EXERCISE OBJECTIVE:
Collect every line of the listing below that contains the word "green".
>>>>
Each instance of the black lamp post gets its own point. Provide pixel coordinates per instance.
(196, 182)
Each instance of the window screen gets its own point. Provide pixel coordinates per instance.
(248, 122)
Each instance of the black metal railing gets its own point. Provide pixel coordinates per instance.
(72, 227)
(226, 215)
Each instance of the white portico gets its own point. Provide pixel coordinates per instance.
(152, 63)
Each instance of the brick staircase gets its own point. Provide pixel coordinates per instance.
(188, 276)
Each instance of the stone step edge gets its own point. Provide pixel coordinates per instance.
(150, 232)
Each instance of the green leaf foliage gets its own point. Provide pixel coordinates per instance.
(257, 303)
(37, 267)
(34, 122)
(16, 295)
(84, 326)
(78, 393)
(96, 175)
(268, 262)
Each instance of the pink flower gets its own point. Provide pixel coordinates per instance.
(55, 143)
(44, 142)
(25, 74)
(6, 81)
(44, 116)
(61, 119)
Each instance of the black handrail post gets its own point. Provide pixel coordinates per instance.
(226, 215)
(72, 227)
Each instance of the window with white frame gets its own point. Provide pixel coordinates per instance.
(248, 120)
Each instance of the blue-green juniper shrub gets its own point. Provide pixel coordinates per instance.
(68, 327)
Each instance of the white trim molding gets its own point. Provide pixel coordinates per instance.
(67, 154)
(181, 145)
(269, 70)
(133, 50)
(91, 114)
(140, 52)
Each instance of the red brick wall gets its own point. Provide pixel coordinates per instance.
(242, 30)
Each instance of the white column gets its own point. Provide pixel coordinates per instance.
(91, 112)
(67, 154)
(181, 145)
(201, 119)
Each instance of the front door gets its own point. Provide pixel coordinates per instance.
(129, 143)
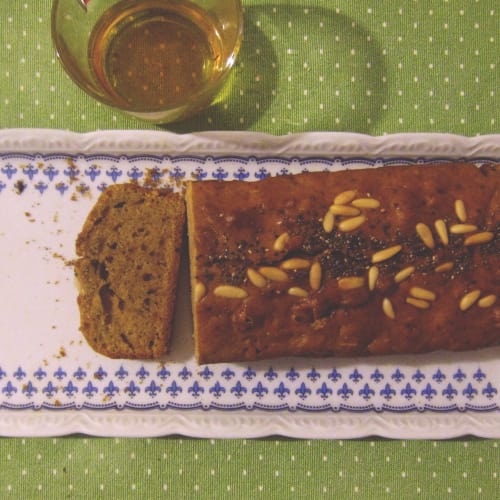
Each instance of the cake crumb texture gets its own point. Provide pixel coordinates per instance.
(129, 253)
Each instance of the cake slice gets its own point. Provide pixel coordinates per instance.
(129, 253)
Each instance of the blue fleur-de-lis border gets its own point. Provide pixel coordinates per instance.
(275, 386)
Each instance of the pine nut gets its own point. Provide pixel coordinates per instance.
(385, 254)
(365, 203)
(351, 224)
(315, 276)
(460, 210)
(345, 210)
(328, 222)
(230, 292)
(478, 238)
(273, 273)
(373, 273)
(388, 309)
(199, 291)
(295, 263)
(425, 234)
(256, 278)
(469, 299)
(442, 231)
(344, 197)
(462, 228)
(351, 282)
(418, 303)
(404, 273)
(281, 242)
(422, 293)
<<<<
>>>>
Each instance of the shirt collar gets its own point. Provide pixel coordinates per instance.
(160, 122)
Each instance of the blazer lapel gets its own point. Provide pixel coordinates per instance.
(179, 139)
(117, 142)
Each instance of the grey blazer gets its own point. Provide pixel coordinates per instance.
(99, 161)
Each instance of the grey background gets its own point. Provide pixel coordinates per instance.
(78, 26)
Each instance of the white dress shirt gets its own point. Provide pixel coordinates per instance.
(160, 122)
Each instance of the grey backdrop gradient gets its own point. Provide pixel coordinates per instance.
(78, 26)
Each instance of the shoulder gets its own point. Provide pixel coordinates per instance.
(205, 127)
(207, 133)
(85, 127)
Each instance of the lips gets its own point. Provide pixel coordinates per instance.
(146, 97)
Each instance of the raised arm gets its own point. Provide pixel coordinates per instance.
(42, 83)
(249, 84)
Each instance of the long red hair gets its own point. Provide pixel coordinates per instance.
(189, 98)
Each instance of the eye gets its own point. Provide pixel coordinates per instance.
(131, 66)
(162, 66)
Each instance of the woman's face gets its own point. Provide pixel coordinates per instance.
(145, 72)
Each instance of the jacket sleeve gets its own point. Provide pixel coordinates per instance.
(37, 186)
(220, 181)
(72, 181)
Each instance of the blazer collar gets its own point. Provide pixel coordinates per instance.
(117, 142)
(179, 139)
<<<<
OUTPUT OF THE TASK:
Each instance of the green leaf foliage gets its own point. Provide pixel coordinates per instance.
Each instance of the blue-green juniper shrub gets its own point. Provide pixel coordinates per instance.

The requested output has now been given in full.